** START OF Input **

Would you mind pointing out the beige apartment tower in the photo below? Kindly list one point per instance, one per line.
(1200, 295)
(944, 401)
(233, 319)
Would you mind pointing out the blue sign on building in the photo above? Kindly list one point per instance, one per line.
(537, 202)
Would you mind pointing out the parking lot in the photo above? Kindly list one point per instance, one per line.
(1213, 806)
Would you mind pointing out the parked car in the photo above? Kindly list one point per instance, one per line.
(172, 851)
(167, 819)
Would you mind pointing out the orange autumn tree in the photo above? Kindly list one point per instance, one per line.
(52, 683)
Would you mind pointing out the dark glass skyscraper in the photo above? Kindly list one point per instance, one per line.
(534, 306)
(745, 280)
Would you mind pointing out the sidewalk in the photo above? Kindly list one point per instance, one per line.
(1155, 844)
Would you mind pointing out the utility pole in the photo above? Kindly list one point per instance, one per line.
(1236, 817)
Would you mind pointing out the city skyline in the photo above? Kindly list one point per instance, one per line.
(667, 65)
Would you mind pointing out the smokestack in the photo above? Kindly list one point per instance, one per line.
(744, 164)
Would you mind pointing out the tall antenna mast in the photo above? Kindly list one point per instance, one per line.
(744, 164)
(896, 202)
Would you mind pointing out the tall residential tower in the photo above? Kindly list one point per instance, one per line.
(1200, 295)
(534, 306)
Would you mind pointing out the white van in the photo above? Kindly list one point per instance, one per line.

** END OF Input **

## [Set exercise]
Can you rewrite the records from the line with "Would you mind pointing out the tall antenna" through the end of the records, substituting "large" for "tall" and changing nothing else?

## [The answer]
Would you mind pointing out the large antenna mast in the photo above? Kindly list one point per instance, one per line.
(744, 164)
(896, 202)
Would you mind pointing out the large residential tower in the photo above? Kindly list one point per instance, one per line.
(1200, 295)
(534, 306)
Would you mind pointing out the white van in the photo above? Kindly list one point per instance, one per line.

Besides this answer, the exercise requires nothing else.